# [RECORDS SHOWN]
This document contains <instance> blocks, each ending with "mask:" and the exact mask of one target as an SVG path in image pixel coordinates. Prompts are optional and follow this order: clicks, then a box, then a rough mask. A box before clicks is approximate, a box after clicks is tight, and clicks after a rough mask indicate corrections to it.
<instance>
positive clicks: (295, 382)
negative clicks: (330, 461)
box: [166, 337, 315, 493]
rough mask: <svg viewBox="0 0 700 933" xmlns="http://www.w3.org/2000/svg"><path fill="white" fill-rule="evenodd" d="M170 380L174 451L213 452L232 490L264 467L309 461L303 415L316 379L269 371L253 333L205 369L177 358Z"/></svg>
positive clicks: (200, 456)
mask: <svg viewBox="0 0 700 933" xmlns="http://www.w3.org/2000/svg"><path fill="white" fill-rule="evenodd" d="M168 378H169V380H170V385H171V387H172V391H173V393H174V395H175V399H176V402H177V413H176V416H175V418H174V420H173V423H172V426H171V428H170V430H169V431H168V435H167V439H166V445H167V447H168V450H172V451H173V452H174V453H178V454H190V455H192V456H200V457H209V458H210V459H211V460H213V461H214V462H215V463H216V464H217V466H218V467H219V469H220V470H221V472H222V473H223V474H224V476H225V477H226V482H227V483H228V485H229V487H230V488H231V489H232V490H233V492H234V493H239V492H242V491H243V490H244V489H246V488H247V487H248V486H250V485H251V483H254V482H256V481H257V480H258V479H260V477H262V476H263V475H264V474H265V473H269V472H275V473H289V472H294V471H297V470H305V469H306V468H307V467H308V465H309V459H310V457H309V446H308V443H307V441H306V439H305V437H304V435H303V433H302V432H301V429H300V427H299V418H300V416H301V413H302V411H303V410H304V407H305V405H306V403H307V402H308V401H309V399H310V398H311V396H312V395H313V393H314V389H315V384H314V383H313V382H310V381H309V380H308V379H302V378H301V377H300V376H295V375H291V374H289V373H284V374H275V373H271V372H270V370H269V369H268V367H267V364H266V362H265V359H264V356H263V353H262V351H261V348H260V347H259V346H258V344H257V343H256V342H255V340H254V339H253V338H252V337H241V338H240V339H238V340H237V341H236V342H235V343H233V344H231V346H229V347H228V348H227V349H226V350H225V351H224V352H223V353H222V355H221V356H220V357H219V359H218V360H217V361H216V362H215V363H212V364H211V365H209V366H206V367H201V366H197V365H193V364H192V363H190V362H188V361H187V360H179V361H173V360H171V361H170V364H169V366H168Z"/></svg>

# [WHAT THE EXERCISE ASKS]
Looking at the data above, write out exactly the lines that start at the one containing "positive clicks: (295, 382)" and end at the one containing "rough mask: <svg"; include both and nothing beyond.

# [RESPONSE BOX]
positive clicks: (295, 382)
negative clicks: (330, 461)
box: [166, 337, 315, 493]
rough mask: <svg viewBox="0 0 700 933" xmlns="http://www.w3.org/2000/svg"><path fill="white" fill-rule="evenodd" d="M170 380L174 451L213 452L232 490L264 467L309 461L303 415L316 379L269 371L253 333L205 369L177 358Z"/></svg>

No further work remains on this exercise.